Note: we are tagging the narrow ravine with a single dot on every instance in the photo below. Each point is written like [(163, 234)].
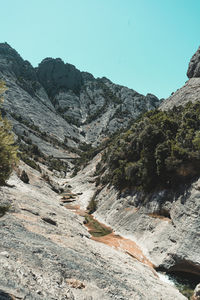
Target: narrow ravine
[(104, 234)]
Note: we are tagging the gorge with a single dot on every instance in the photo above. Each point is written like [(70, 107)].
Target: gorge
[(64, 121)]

---

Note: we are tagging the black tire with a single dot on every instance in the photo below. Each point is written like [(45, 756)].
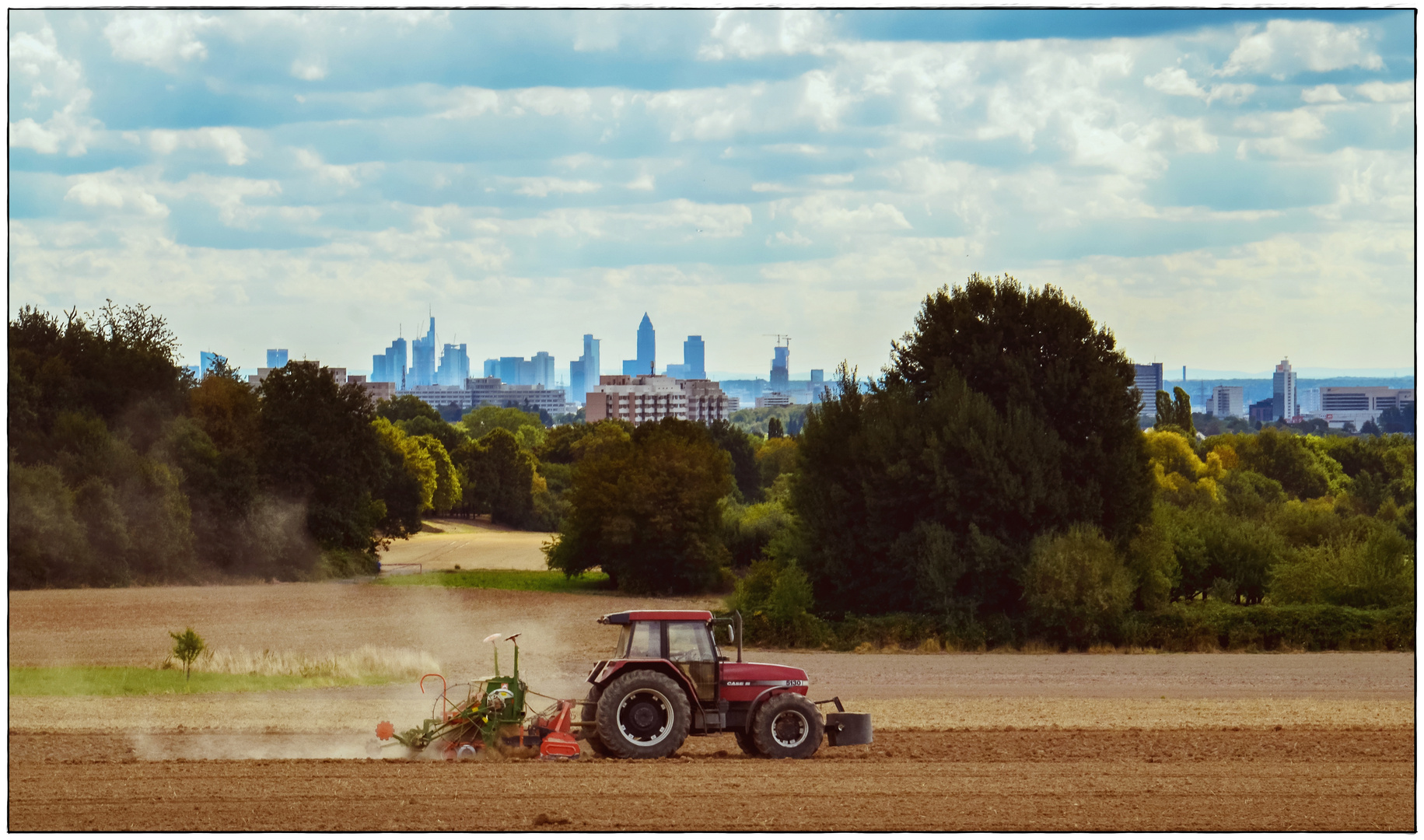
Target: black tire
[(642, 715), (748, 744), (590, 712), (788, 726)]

*SHORT TASK*.
Return the entries from the line with "Note: we are tagging the gorge" to the line with "[(64, 121)]", both included, reproducing each line verbatim.

*SOLUTION TO THIS TASK*.
Note: we are tagging the gorge with a single dot on every instance in the photo above. Each point is written like [(70, 107)].
Target: gorge
[(64, 121)]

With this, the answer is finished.